My area is between the house and a masonry wall (not a property line wall though). For the time being I’m not planning on building anything “structural” where permits and codes would really come into play. Most every thing I’m thinking of doing would be movable, nothing really built in, so I don’t think clear acces is really an issue. Adding a hose bib or natural gas line to the area may technically require a permit, but I don’t think most people bother with permits for minor things like that. . . 
If I ever were to build some kind of roof structure, that would be a different story. Permits definitely involved, setbacks, clear access, etc. all may be potential issues.


----------



## SonnyE (Apr 25, 2018)

Mattyt7 said:


> My area is between the house and a masonry wall (not a property line wall though). For the time being I’m not planning on building anything “structural” where permits and codes would really come into play. Most every thing I’m thinking of doing would be movable, nothing really built in, so I don’t think clear acces is really an issue. Adding a hose bib or natural gas line to the area may technically require a permit, but I don’t think most people bother with permits for minor things like that. . .

########################################

What to produce: Please retype the forum thread word for word, starting at "If I ever were" and ending at "be potential issues.". You can complete this without the listing.

Supplied information:
########################################

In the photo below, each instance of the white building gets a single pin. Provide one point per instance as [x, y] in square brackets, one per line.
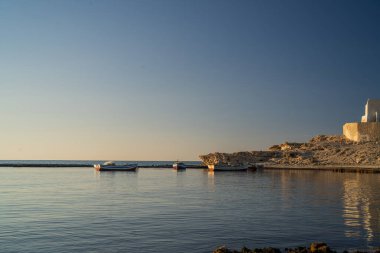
[372, 111]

########################################

Response to the task:
If I ever were to build some kind of roof structure, that would be a different story. Permits definitely involved, setbacks, clear access, etc. all may be potential issues.